**Source**
Environmental Geography with Professional Practice
School of Science, Engineering and Environment
In a nutshell
Our Environmental Geography degree looks to offer a unique learning experience by providing you with the opportunity to combine the holistic investigative approach of a geographer with the applied skills of an environmental manager in order to address the significant environmental challenges faced by society today. You will study a range of modules that develop skills in geographical investigation, while also studying how to mitigate and ameliorate climatic and environmental changes. This combination of traditional Geography with Environmental Management offers a unique opportunity for you to develop those skills required by society.
The unique feature of this course is the embedding of a placement with industry into the Second Year. During this year you will study taught modules during Trimester One, before undertaking a placement in industry during Trimesters Two and Three. You will have the option to study themes covering Geographical information Systems, applied environmental skills, rivers and glaciers, planning and urban studies, before undertaking your placement. The placement allows you to experience geographical and environmental themes in practice, working with one of our key industrial partners or another organisation of your choosing.
- Have opportunity to undertake a placement with a geographical and/or environmental organisation
- Be taught by internationally recognised experts in a number of fields of Geography and Environmental Management
- Study across both Geography and Environmental Management subject areas
This is for you if...
You want to experience a placement related to geography and environmental studies as part of your course
You wish to combine environment and geographical studies, allowing for more variety and choice
You like learning in small classes, across tutorials, seminars and lectures
All about the course
During the first year, you will follow a structured suite of modules, carefully designed to increase your subject knowledge, develop confidence and prepare you for the rest of the programme. Themes covered include the effects of climate change, earth surface processes, food security, fluvial processes, resources, sustainability and how to manage impacts on the environment. The first year also looks to develop practical skills which you get to practice and implement on a UK-based residential field course.

**Excerpted records**
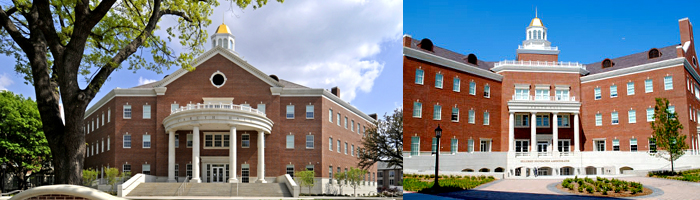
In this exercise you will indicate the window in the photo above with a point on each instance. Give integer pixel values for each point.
(541, 94)
(415, 145)
(174, 107)
(599, 145)
(563, 121)
(261, 108)
(562, 95)
(419, 76)
(127, 111)
(146, 141)
(126, 168)
(417, 106)
(309, 111)
(522, 94)
(290, 170)
(542, 120)
(486, 117)
(127, 141)
(470, 145)
(146, 111)
(487, 91)
(455, 84)
(309, 141)
(632, 116)
(189, 140)
(245, 140)
(438, 80)
(437, 112)
(290, 111)
(146, 169)
(290, 141)
(668, 83)
(472, 87)
(471, 117)
(630, 88)
(522, 120)
(453, 146)
(485, 146)
(455, 115)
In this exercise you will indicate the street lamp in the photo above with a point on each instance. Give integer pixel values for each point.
(438, 134)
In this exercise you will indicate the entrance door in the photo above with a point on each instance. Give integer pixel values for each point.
(217, 175)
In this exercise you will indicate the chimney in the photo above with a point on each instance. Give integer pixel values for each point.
(373, 116)
(336, 91)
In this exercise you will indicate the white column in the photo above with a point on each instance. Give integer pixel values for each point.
(195, 155)
(261, 157)
(533, 134)
(232, 156)
(576, 136)
(511, 132)
(171, 156)
(555, 135)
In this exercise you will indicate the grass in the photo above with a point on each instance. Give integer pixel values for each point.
(451, 183)
(689, 175)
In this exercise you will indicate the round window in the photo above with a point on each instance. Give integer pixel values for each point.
(218, 79)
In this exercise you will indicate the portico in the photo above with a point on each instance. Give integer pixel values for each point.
(217, 116)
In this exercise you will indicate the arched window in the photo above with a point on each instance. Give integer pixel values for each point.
(426, 44)
(654, 53)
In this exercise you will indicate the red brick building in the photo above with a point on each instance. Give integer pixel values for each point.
(184, 125)
(536, 112)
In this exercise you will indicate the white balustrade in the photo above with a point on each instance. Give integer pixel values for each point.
(217, 106)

**To be done**
Write the next part of the Environmental Geography course description, starting right after its closing sentence about the first year.

**Answer for this exercise**
In the second year you will experience a placement as part of the course. Following a taught element in trimester 1, you will undertake a placement in an organisation for trimester 2, working at the forefront of themes within the geographical and environment sectors. Placements can range from international organisations, to national or local bodies, working on tackling climate change and sustainability goals, to transport solutions, river restoration management and beyond.
In the final year you will undertake a dissertation (independent research project) and a compulsory module in Mitigating Climate Change. In addition, you will have the option to study themes around environmental modelling, remote sensing, corporate environmental management, environmental decision making and sustainability in urban areas. For your dissertation you will be encouraged to develop a topic around the mitigation and amelioration of climate and environmental change.
You take a weekly one hour tutorial with a member of academic staff in a group of 6-8 students. The module develops your academic skills and helps you develop your personal and professional skills for study and for work. You will work on a range of geographical/environmental management problems linked to the core first year modules The tutorials involve discussion, debate, and problem-solving, and provide you with a regular forum for monitoring your progress.
Applied Skills and Field Course
The first part of this module provides you with the applied skills to manage and analyse data using descriptive statistics, inference, graphs, hypothesis testing, and correlation and regression. It also introduces information searching and retrieving skills, data presentation and report writing. The second part of the module involves a residential field course in the UK where you will collect, analyse and present data to put into practice what you have learned.
Earth Surface Processes
This module provides a broad introduction to the physical processes that take place within the geosphere and biosphere, focusing on those linked to the nature of landforms, global ecosystems and environmental change. You will develop a sound understanding of the inter-relationships between physical environmental processes and human activity, including natural hazards, climate change and biodiversity.
Environmental resources include food, energy and water, and spatial and temporal variation in the availability of these resources is arguably the most important issue for society in the twenty first century. This module introduces energy and water resources as fundamental concepts and examines current problems related to climate change, food security and pollution.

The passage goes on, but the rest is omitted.